- **Text**
------------------------------------------------
The data on shared meals in America is not great. Only 38% of younger working-class Americans grew up eating together daily. A well-assembled cheese board is not a policy solution, but it is something you can do this weekend.
There is a 2022 study published in the International Journal of Environmental Research and Public Health that looked at shared meal programs for older adults across multiple community sites. It found that participants showed improved health impact scores and better meal patterns. It did not find, in every case, a significant association with actual nutrient intake. Which means eating together made people feel better and eat more consistently, but the food itself was almost beside the point. The researchers at that point had not yet considered a Comté and a glass of Jura Chardonnay, but the implication holds. What we get from eating with other people is not primarily calories. It is something harder to measure and, apparently, harder to hold onto.
What the Data Actually Says, Which Is Not Nothing
The claim that Americans have cut social eating in half is not well-supported by any single clean dataset. What is supported, clearly and in multiple places, is that the erosion is real and it tracks along predictable lines. A 2023 Pew Research survey found that only 38% of younger Americans without a college education were raised in households that shared meals daily. That number climbs considerably among college-educated households, which tells you something about who gets to maintain the ritual and who does not. Communal eating, it turns out, has always been partially a class variable.
------------------------------------------------
- **Dataset records**
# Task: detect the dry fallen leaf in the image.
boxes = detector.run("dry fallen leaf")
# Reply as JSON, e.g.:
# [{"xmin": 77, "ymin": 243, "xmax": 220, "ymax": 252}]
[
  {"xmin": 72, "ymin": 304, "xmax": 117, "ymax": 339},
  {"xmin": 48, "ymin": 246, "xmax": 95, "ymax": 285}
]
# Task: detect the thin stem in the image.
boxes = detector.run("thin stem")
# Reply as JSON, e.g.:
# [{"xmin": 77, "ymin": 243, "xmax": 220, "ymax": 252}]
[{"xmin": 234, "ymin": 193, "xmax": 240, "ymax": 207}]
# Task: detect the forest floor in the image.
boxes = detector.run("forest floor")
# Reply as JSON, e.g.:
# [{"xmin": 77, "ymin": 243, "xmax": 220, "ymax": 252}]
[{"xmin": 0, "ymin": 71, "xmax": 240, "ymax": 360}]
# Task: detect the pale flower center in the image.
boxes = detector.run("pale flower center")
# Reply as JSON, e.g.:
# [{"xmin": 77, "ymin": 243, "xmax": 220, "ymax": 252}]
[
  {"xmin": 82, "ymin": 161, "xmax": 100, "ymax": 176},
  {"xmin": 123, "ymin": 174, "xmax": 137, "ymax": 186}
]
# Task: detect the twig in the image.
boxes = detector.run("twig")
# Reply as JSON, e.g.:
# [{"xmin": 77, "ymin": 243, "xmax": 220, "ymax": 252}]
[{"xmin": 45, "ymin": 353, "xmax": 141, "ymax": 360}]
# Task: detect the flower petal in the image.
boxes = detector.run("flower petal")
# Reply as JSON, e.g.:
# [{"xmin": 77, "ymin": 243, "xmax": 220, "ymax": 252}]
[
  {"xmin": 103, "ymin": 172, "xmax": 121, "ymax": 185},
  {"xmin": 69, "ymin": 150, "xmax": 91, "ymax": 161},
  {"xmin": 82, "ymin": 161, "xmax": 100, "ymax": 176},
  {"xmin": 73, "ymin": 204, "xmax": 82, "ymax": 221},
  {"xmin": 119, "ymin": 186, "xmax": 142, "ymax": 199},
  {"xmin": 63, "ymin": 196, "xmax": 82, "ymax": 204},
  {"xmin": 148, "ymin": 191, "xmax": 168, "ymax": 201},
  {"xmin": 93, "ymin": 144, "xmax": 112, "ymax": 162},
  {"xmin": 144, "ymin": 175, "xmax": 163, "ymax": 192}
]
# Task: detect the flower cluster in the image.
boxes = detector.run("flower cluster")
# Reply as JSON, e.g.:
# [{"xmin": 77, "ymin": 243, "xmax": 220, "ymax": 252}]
------------------------------------------------
- **Assignment A**
Transcribe the shared-meals text between "What the Data" and "a class variable.", inclusive.
- **Assignment B**
Condense the paragraph of the shared-meals text that begins "The claim that Americans have cut social eating in half" into a bulleted list that keeps its main facts.
- **Assignment C**
In the shared-meals text, which journal published the 2022 study on shared meal programs for older adults?

- **Final answer A**
What the Data Actually Says, Which Is Not Nothing
The claim that Americans have cut social eating in half is not well-supported by any single clean dataset. What is supported, clearly and in multiple places, is that the erosion is real and it tracks along predictable lines. A 2023 Pew Research survey found that only 38% of younger Americans without a college education were raised in households that shared meals daily. That number climbs considerably among college-educated households, which tells you something about who gets to maintain the ritual and who does not. Communal eating, it turns out, has always been partially a class variable.

- **Final answer B**
- No single clean dataset supports the claim that Americans have cut social eating in half.
- Several sources clearly show that the erosion is real and follows predictable lines.
- A 2023 Pew Research survey found that only 38% of younger Americans without a college education grew up in households that shared meals daily.
- That share is considerably higher among college-educated households.
- Communal eating has always been partly a class variable.

- **Final answer C**
The International Journal of Environmental Research and Public Health.